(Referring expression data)
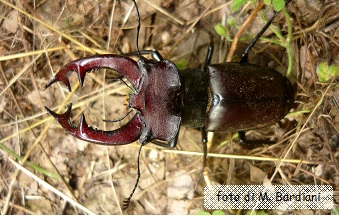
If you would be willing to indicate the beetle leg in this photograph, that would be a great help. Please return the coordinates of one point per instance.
(129, 133)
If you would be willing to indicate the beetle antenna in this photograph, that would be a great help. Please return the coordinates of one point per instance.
(138, 27)
(119, 119)
(244, 56)
(126, 202)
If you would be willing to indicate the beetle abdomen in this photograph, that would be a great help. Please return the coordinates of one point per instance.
(246, 96)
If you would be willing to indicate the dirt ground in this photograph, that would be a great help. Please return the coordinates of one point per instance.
(64, 175)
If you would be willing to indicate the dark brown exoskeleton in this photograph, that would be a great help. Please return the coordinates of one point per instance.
(218, 98)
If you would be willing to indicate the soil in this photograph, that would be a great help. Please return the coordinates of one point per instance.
(39, 37)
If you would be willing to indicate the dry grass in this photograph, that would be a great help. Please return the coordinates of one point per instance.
(75, 177)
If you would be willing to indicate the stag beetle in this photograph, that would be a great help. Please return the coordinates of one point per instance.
(224, 97)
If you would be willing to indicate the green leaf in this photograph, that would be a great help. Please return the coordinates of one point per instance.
(278, 5)
(220, 30)
(325, 72)
(267, 2)
(236, 4)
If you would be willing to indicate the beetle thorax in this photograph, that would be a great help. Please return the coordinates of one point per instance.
(155, 98)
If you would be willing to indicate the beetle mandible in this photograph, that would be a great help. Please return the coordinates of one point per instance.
(224, 97)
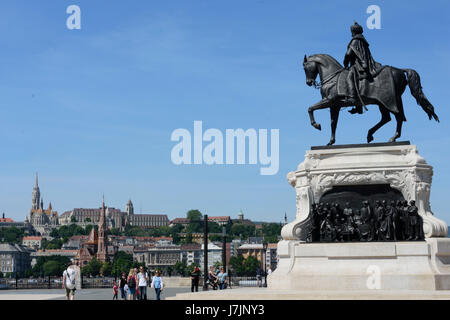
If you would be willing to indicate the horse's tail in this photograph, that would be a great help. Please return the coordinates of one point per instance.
(416, 90)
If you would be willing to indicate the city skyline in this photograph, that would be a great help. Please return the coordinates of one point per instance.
(37, 202)
(93, 110)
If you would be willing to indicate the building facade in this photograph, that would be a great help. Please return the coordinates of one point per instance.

Exercise instructions —
Without copying any picture, write out the entries exactly.

Exercise response —
If you would be willing to indicate the beetle leg in this photograph, that would be a great help. Please return the coordinates of one point per instance.
(129, 133)
If you would be willing to indicate the beetle antenna in this photograph, that would be a great help. Please return the coordinates of one point per instance.
(138, 27)
(119, 119)
(244, 56)
(126, 202)
If you would be willing to indicate the beetle abdomen in this photograph, that would be a great help. Please return the coordinates of one point per instance.
(246, 96)
If you would be willing to indicate the dirt ground in this photograph, that would be a great help. Please return the coordinates of one point per instance.
(64, 175)
If you would be willing to indicate the dark brown exoskeleton in this photograph, that would be a great help. Please return the coordinates of one point per instance.
(218, 98)
If you would be willing to indicate the soil in this photograph, that would be a great help. Please return the coordinates of one point per instance.
(39, 37)
If you would be willing to indicate the dry grass in this photograph, that would be a great help. Please return the coordinates of one point per instance.
(75, 177)
If you would be willing to indicate the stag beetle in this photograph, that would be a great help. Please return the coordinates of one point per instance.
(224, 97)
If you would be willing to indicate the green leaf in this photograph, that would be a great help. Please return the coordinates of one point per instance.
(278, 5)
(220, 30)
(325, 72)
(267, 2)
(236, 4)
If you would be willing to indicate the beetle thorax in this photograph, that would be a great help. Please return the coordinates of one point per instance.
(155, 98)
If you would be willing to indicate the beetle mandible in this photograph, that would be a great help. Please return the coordinates of one point per instance.
(224, 97)
If you would be willing to indicate the horse's tail in this photograph, that would be a great help. Please return the coordinates of one point per instance.
(416, 90)
If you would be willing to indicate the city skyline in this photograph, that would be a great help. Please return the coordinates of one point per instance.
(37, 202)
(93, 110)
If you would be willing to indicate the building facade in this photograph, that would be a great help. Please return the coordinates of one point per instance.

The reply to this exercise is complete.